About peer UDP address detection

Sun Jul 21 19:52:47 CEST 2013

I would like to discuss the following commit:
https://github.com/gsliepen/tinc/commit/4a0b9981513059755b9fd15b38fc198f46a0d6f2 
("Determine peer's reflexive address and port when exchanging keys")

This is a great feature as it basically allows peers to do UDP Hole 
Punching (via MTU probes) even when both are having their source ports 
rewritten by a NAT, which is extremely useful. However, I have a few 
questions and concerns about the way it's currently implemented in 
ANS_KEY messages:

- AFAIK, once a key is negotiated using REQ_KEY and ANS_KEY messages, 
and barring any changes to the graph, it will only be negotiated again 
<KeyExpire> seconds later, which by default is one hour. This means that 
the UDP port information is only updated once an hour, which seems like 
a very long time. There are situations in which the port could suddenly 
change. For example, consider a typical NAT box that will "forget" about 
UDP sessions after some period of inactivity, and will assign a 
different port when tinc starts sending packets again. Or a redundant 
NAT setup that fails over, losing its state in the process. As a general 
note, any solution that relies on NATs not being broken is doomed to 
fail in at least some situations IMHO. My point is, tinc should be able 
to react to any change in network conditions quickly and efficiently.

- Isn't there a race condition in which a node requests a key, gets it, 
but the intermediate nodes didn't have time to determine the UDP address 
yet? When an intermediate node finds out what the UDP address is a few 
seconds later, it is already too late and it won't get any opportunity 
to tell the node about the address for a full hour.

- When a node receives an ANS_KEY message with UDP address information, 
it will use this information to override the node's address in its own 
structures, no questions asked. Shouldn't it be smarter than that? For 
example, if LocalDiscovery yields a local address, the node will use it 
until it gets an ANS_KEY message for the node, in which case it will 
suddenly revert back to non-local communication until LocalDiscovery 
kicks in again. Shouldn't there be some logic in ans_key_h() to prevent 
it from updating the node's UDP address if n->status.udp_confirmed is 
already true?

- If I understand the code right, when local communication (as in 
LocalDiscovery) between two nodes suddenly stop working, they will 
potentially fall back to indirect communication instead of direct 
non-local communication, because they forgot about the address they got 
from ANS_KEY (which was overridden by LocalDiscovery). Granted, that 
would be an extremely weird situation (local communication suddenly 
stops working but non-local UDP hole punching is okay? seems unlikely) 
which we probably don't really care about.

> [Data]

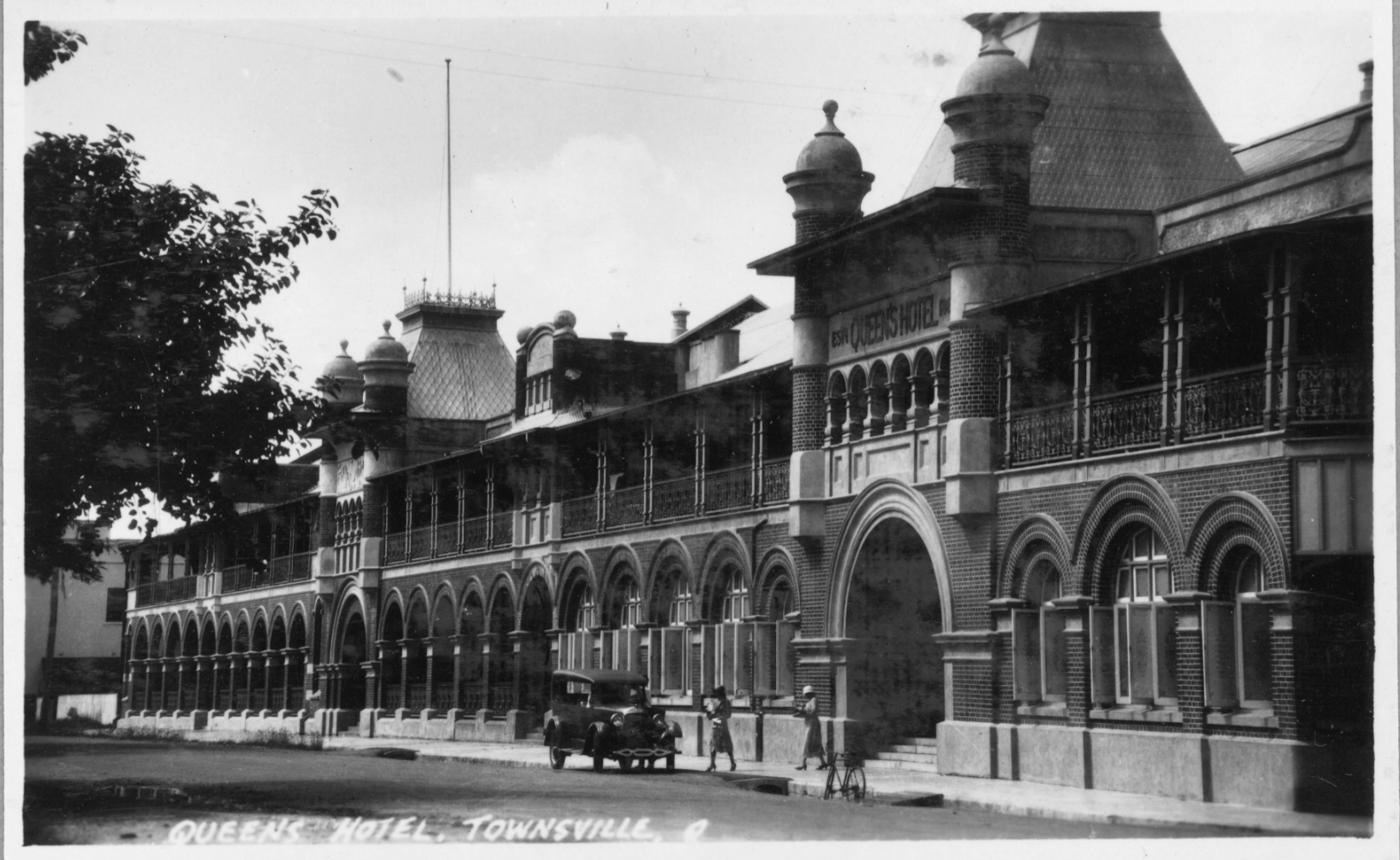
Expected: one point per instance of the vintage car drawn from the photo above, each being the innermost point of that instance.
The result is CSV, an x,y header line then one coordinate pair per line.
x,y
605,715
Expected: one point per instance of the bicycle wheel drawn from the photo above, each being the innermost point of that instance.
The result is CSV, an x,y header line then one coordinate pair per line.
x,y
853,787
830,783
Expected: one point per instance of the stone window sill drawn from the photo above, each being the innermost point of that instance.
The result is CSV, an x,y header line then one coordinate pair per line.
x,y
1137,713
1043,709
1250,719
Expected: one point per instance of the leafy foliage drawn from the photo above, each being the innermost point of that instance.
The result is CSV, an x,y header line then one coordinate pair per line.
x,y
136,299
45,48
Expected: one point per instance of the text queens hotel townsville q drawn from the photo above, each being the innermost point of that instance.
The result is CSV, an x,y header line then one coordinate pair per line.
x,y
1060,464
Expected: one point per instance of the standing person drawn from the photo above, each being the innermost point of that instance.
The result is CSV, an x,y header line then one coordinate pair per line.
x,y
720,740
812,741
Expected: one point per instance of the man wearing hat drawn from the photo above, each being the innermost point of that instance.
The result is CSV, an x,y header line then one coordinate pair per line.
x,y
718,713
812,743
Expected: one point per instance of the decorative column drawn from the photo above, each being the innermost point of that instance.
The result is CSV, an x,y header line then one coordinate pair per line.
x,y
457,639
486,670
993,119
182,666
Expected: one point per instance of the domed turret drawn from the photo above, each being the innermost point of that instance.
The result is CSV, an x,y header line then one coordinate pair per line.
x,y
996,70
385,367
829,184
340,383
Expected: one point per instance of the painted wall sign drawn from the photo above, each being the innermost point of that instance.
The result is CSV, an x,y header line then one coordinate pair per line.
x,y
895,320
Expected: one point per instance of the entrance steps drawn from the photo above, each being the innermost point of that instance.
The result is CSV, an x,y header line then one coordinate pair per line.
x,y
906,754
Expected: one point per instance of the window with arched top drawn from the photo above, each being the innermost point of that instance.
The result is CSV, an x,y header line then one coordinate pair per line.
x,y
1134,646
835,409
1038,635
1236,633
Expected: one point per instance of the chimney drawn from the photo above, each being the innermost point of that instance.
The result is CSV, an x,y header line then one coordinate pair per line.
x,y
678,322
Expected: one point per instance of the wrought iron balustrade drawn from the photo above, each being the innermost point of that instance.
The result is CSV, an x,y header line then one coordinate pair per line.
x,y
1224,402
1333,391
167,591
674,499
473,534
301,565
503,530
445,539
441,698
240,577
727,489
1126,419
580,516
625,507
1040,434
774,485
395,548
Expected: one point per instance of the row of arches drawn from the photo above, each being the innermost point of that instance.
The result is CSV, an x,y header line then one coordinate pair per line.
x,y
487,642
206,661
905,392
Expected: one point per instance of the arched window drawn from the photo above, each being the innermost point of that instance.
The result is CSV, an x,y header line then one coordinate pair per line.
x,y
1236,637
1038,646
1143,642
835,409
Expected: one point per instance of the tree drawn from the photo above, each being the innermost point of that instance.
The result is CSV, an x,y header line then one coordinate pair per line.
x,y
45,48
136,299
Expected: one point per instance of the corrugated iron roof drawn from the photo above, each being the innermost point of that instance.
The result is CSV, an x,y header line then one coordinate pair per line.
x,y
1301,143
1124,128
459,374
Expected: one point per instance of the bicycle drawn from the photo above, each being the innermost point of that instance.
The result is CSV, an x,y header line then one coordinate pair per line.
x,y
850,785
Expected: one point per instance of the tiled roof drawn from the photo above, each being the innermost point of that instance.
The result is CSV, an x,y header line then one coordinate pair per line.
x,y
459,374
1302,143
1124,129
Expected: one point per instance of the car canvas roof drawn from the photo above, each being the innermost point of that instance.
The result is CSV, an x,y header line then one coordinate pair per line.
x,y
602,675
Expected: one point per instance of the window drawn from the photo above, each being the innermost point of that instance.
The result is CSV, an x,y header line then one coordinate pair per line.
x,y
1141,668
115,604
1038,649
1236,637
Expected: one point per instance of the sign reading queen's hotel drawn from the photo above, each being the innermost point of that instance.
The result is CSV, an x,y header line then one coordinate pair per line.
x,y
891,321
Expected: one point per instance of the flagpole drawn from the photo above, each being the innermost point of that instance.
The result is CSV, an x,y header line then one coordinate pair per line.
x,y
448,177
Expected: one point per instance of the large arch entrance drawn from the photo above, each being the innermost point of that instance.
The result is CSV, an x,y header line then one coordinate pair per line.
x,y
895,674
352,654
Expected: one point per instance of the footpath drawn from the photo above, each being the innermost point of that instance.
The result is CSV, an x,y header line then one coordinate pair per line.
x,y
912,787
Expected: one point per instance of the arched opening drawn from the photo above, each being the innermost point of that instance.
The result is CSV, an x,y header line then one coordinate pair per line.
x,y
415,645
895,674
350,654
391,659
472,628
441,633
835,408
500,661
535,649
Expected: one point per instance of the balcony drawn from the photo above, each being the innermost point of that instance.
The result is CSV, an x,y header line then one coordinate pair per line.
x,y
167,591
1207,406
724,490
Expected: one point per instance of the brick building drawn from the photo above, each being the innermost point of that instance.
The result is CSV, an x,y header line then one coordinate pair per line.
x,y
1060,465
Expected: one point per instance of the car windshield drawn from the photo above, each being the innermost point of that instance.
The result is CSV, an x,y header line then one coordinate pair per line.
x,y
619,695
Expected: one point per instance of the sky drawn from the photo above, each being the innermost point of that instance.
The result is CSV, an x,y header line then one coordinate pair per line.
x,y
608,161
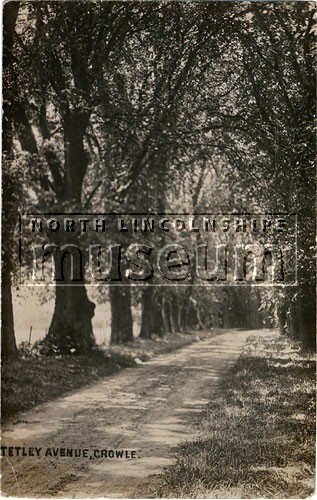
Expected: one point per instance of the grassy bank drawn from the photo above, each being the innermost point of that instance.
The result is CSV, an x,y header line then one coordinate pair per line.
x,y
257,438
32,380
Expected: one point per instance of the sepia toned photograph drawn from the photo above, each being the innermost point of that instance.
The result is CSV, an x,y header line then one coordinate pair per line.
x,y
158,273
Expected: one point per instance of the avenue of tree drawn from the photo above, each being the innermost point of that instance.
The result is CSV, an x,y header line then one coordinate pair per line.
x,y
157,107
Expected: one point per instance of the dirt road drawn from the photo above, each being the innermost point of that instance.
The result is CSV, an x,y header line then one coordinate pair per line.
x,y
140,413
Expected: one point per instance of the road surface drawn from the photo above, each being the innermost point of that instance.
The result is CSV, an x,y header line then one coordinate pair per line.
x,y
124,428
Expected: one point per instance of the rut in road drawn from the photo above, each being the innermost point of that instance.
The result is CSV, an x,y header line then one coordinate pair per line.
x,y
147,410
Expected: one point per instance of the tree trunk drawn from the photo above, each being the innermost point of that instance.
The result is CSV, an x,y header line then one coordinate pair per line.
x,y
71,327
146,321
71,331
8,344
121,317
152,314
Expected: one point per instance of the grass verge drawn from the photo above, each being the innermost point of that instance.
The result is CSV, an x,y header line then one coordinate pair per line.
x,y
32,380
257,437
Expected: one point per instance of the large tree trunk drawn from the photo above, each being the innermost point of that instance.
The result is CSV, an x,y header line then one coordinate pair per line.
x,y
146,320
8,343
121,317
71,328
152,314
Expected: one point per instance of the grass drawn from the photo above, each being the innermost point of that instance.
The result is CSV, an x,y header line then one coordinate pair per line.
x,y
257,437
32,380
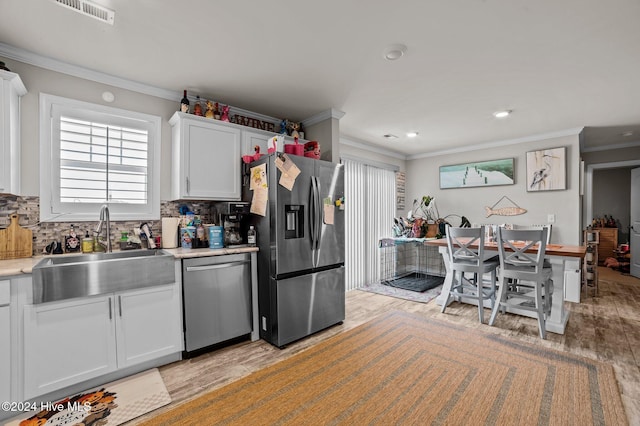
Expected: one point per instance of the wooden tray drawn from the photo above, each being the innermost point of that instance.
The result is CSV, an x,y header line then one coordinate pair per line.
x,y
15,241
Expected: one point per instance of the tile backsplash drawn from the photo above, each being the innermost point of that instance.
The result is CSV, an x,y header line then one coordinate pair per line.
x,y
28,210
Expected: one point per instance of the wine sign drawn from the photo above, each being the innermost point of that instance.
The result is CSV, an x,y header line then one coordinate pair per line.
x,y
253,122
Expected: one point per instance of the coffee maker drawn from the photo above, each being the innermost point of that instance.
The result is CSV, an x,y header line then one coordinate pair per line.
x,y
233,217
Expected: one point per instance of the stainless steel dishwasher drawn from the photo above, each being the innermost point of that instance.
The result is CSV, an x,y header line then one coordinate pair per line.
x,y
217,299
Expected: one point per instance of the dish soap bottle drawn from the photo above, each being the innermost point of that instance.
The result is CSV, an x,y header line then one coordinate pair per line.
x,y
251,236
72,243
87,243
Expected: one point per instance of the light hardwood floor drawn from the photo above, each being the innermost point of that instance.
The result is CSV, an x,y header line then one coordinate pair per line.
x,y
606,328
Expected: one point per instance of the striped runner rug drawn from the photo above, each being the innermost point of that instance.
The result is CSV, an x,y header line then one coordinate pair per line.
x,y
402,368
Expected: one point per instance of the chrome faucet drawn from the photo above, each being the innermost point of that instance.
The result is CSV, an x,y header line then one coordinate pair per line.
x,y
104,218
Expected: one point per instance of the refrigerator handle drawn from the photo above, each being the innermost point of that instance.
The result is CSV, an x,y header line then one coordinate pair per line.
x,y
312,213
319,213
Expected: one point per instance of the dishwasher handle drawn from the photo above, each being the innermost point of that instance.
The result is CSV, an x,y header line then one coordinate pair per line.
x,y
217,266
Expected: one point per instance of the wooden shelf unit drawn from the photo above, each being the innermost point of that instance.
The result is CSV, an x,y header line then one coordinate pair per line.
x,y
608,242
590,261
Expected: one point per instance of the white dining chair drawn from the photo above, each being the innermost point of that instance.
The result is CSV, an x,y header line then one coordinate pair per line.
x,y
523,280
464,258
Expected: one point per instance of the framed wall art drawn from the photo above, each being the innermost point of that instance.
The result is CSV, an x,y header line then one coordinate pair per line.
x,y
547,169
479,173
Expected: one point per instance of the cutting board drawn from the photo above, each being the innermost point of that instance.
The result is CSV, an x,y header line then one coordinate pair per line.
x,y
15,241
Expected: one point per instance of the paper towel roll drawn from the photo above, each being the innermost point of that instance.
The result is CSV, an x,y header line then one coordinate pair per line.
x,y
170,232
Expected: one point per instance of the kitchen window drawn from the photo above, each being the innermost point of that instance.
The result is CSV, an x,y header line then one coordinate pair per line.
x,y
92,155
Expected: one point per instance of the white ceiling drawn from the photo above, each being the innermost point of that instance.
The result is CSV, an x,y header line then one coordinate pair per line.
x,y
558,65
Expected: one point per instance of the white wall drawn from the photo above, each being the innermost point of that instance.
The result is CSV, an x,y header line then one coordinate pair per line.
x,y
38,80
423,179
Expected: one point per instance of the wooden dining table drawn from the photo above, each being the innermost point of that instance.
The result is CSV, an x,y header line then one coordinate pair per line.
x,y
565,260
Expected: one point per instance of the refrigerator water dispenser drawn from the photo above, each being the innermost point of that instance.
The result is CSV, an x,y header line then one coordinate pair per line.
x,y
294,221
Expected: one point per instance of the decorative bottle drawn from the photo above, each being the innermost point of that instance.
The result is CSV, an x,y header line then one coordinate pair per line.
x,y
251,236
184,103
87,243
72,243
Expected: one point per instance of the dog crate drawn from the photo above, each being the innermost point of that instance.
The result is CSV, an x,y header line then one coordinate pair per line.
x,y
410,264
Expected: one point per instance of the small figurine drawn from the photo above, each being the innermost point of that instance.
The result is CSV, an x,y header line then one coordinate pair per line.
x,y
312,150
197,108
294,129
283,126
184,103
257,154
209,112
225,113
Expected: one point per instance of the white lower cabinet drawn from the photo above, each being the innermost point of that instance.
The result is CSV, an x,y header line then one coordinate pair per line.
x,y
149,324
5,346
72,341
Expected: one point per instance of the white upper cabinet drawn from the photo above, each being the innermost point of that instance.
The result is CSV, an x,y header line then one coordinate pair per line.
x,y
11,90
206,159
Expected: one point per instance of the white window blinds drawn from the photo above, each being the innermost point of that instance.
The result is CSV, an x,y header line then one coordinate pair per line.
x,y
102,163
92,155
371,199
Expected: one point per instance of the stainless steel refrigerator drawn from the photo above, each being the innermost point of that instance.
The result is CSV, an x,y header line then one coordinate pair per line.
x,y
301,240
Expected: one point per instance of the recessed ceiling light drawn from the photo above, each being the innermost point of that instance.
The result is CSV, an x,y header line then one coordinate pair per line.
x,y
502,114
395,51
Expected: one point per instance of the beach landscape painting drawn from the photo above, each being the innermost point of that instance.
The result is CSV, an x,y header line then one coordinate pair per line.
x,y
546,170
481,173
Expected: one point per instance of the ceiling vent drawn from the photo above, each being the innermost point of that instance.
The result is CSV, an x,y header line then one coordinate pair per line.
x,y
89,8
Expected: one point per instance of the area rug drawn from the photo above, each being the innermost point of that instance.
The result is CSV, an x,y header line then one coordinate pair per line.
x,y
401,368
400,293
112,404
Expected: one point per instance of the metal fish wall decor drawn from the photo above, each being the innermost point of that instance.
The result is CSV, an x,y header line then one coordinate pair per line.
x,y
515,210
505,211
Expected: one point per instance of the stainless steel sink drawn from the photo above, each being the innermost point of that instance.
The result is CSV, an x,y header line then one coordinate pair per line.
x,y
66,277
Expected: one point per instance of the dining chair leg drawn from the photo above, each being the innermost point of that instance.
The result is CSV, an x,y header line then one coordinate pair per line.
x,y
493,288
479,284
447,291
496,305
540,308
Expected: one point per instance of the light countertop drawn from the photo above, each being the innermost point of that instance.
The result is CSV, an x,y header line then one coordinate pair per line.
x,y
25,265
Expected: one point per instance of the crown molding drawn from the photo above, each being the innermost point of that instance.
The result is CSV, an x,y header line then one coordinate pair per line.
x,y
51,64
366,147
624,145
322,116
496,144
85,73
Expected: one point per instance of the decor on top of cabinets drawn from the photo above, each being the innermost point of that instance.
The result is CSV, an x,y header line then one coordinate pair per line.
x,y
546,169
513,210
312,150
480,173
292,129
209,112
400,190
197,108
184,103
225,113
283,126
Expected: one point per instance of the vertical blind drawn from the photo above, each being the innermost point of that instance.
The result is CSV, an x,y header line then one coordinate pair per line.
x,y
371,205
101,162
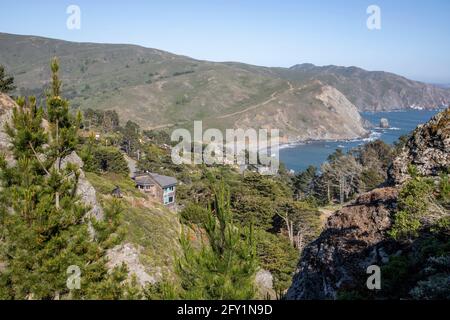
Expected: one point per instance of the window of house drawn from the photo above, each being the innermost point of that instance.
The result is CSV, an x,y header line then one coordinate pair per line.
x,y
168,200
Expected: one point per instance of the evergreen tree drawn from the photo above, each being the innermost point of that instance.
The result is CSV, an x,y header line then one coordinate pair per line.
x,y
43,224
225,266
6,82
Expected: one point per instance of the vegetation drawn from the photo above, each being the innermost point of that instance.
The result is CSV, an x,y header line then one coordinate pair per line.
x,y
6,81
225,266
43,224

> [Requirements]
1/ In the post on peer UDP address detection, what is the default value of KeyExpire?
2/ Reproduce the post on peer UDP address detection from "- When a node" to "already true?".
3/ Write the next part of the post on peer UDP address detection, starting after its last sentence.

> [Expected responses]
1/ One hour.

2/
- When a node receives an ANS_KEY message with UDP address information, 
it will use this information to override the node's address in its own 
structures, no questions asked. Shouldn't it be smarter than that? For 
example, if LocalDiscovery yields a local address, the node will use it 
until it gets an ANS_KEY message for the node, in which case it will 
suddenly revert back to non-local communication until LocalDiscovery 
kicks in again. Shouldn't there be some logic in ans_key_h() to prevent 
it from updating the node's UDP address if n->status.udp_confirmed is 
already true?

3/
I am wondering if it would be cleaner to store the node's real UDP 
address in edge_t::address, and then if it gets updated, an ADD_EDGE 
message is automatically broadcast to inform the whole graph of the new 
address, updating the edge information in each node. This would solve 
the first two issues by switching from a "pull" model to a "push" model 
for propagating a node's real UDP address. It would also solve the 
fourth issue by storing received UDP address information in two separate 
places (edge_t::address and node_t::address, respectively). In addition, 
this mechanism makes more sense (well, in my mind at least) because 
edge_t::address is already used to determine UDP addresses anyway. 
Furthermore, it would probably work even with old clients because if my 
understanding of the code is correct, they already handle edge updates 
correctly.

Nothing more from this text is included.